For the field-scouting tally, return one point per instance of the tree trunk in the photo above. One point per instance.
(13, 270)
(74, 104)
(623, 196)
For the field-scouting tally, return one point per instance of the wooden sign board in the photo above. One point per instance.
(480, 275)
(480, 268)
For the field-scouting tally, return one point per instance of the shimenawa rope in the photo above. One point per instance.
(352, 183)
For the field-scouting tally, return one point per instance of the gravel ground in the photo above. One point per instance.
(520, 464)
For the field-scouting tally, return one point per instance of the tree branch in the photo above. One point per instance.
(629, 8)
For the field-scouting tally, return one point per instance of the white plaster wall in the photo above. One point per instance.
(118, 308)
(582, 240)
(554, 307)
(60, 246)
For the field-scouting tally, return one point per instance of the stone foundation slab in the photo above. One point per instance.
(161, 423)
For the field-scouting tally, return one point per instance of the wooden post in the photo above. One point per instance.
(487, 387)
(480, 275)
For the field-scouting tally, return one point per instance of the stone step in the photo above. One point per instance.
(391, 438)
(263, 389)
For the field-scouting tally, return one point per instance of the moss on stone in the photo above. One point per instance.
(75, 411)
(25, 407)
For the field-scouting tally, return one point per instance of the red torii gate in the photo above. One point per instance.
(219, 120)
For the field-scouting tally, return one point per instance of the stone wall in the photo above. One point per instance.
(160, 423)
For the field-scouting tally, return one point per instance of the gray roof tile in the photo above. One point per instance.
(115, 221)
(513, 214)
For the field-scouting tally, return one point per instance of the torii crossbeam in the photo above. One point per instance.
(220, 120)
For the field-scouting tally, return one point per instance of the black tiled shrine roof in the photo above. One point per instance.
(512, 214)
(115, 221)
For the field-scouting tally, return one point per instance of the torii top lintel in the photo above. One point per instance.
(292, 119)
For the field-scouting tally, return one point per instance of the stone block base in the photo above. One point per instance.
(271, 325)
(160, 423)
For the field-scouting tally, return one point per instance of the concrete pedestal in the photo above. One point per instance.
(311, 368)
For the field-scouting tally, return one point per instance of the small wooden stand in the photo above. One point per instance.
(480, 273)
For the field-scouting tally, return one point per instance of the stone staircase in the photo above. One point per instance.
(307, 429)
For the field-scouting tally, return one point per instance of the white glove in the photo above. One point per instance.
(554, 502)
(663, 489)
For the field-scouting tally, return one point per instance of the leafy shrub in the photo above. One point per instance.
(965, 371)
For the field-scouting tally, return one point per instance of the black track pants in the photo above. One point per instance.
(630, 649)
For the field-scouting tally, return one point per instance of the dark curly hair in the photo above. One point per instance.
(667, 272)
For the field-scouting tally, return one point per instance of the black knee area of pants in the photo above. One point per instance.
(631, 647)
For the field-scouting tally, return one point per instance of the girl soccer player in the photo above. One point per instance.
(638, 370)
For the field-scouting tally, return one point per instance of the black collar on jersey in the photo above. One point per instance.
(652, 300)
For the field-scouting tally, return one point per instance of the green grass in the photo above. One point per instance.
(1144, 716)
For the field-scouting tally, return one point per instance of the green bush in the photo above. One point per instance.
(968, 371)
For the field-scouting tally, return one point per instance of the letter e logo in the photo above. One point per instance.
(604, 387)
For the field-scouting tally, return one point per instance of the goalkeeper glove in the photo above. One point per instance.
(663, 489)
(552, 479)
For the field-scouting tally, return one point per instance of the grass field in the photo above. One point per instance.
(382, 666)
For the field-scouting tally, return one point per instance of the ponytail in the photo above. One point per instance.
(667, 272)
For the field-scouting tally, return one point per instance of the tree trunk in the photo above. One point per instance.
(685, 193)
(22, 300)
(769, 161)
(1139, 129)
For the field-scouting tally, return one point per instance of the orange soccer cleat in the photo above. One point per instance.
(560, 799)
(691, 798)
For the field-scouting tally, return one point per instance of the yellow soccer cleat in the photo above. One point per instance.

★ ★ ★ ★ ★ ★ ★

### PROBLEM REQUIREMENTS
In full, transcribe each entry of the material exactly.

### RESULT OF THIS EXERCISE
For the field-scouting tally, return one point per instance of the tree trunk in the photo above. One point per instance.
(13, 270)
(74, 104)
(623, 196)
For the field-scouting tally, return one point per instance of the wooden sign board in the photo above. One point per instance.
(480, 275)
(480, 268)
For the field-scouting tally, return one point per instance of the shimenawa rope in the photo above. One point per instance.
(352, 183)
For the field-scouting tally, return one point per instance of the gravel ground in the photo above. One point per instance.
(520, 464)
For the field-scouting tally, return one point per instance of the tree branch in the photo above. One point per instance.
(629, 8)
For the field-scouting tally, return one point per instance of the white plaster wall in the photo above. One point per instance.
(118, 308)
(582, 240)
(554, 307)
(60, 246)
For the field-scouting tally, return one point per instance of the stone foundation slab in the photo above. One point per instance.
(161, 423)
For the field-scouting tally, return one point per instance of the wooden post in the photo above. One point per instance.
(487, 387)
(480, 275)
For the field-scouting tally, return one point per instance of the stone step in the photo above. One point per instance.
(391, 438)
(263, 389)
For the field-scouting tally, return one point per instance of the moss on stone in the photo above. One point per instance.
(75, 411)
(25, 407)
For the field-scouting tally, return one point per instance of the red torii gate in the photo above. One point per instance.
(219, 120)
For the field-scouting tally, return one point per instance of the stone wall in the photo above. One point per instance.
(160, 423)
For the field-scouting tally, return one point per instance of the gray roof tile in the photo above. One point per instance.
(115, 221)
(513, 214)
For the field-scouting tally, return one point per instance of the torii crossbeam in the photo above. One point per instance.
(220, 120)
For the field-scouting tally, return one point per instance of the black tiled shrine roof in the photo above. One point per instance.
(512, 214)
(115, 221)
For the field-scouting tally, return one point per instance of the torii top lintel in the photo above. One point per instance.
(292, 119)
For the field-scouting tally, return one point per instance of the stone block base in the photo above. One point per instance.
(271, 325)
(160, 423)
For the field-scouting tally, return one point per instance of the concrete pedestal in the photo above. One point per instance.
(311, 368)
For the field-scouting tally, return one point per instance of the small wooden stand in the photo above. One point per instance.
(480, 273)
For the field-scouting tally, return one point per instance of the stone staircase in the photo above. One point per instance.
(307, 429)
For the field-scouting tally, return one point per instance of the white glove in the photo above. One point per instance.
(554, 502)
(663, 489)
For the field-scouting tally, return one point per instance of the leafy shrub in the photo above. One point per instance.
(965, 371)
For the field-scouting tally, return one point per instance of the black track pants in the photo above. One point per instance.
(630, 649)
For the field-scouting tally, return one point per instance of the dark curly hair in the photo above. One point per instance.
(667, 272)
For the field-scouting tally, return one point per instance of the black knee area of pants in the photo above. One point per instance.
(631, 647)
For the field-scouting tally, return one point per instance of the girl soccer player in the photo above. One point per instance.
(638, 370)
For the field-scouting tally, return one point per instance of the black collar on jersey in the photo above. One point per instance.
(652, 300)
For the field-scouting tally, return one point per instance of the green grass in the photo above. One point per instance.
(1144, 716)
For the field-scouting tally, return one point per instance of the green bush in the photo above. One point per instance.
(968, 371)
For the field-scouting tally, return one point per instance of the letter e logo in the photo above. One point per instance.
(604, 387)
For the field-scouting tally, return one point per instance of the goalkeeper glove in the photo above. One point per instance.
(663, 489)
(552, 479)
For the field-scouting tally, return one point per instance of the grass field in the photo above. One point per instance.
(382, 666)
For the field-scouting tally, return one point per instance of the ponytail in the photo above. One point per instance.
(667, 272)
For the field-scouting tally, return one point per instance of the tree trunk in the photo above. One point per instance.
(685, 193)
(22, 300)
(769, 161)
(1139, 129)
For the field-scouting tally, return one point per instance of the orange soccer cleat in the photo above. One point per instance.
(560, 799)
(691, 798)
For the field-scouting tally, return one point per instance of the yellow soccer cleat in the photo above. One point per instance.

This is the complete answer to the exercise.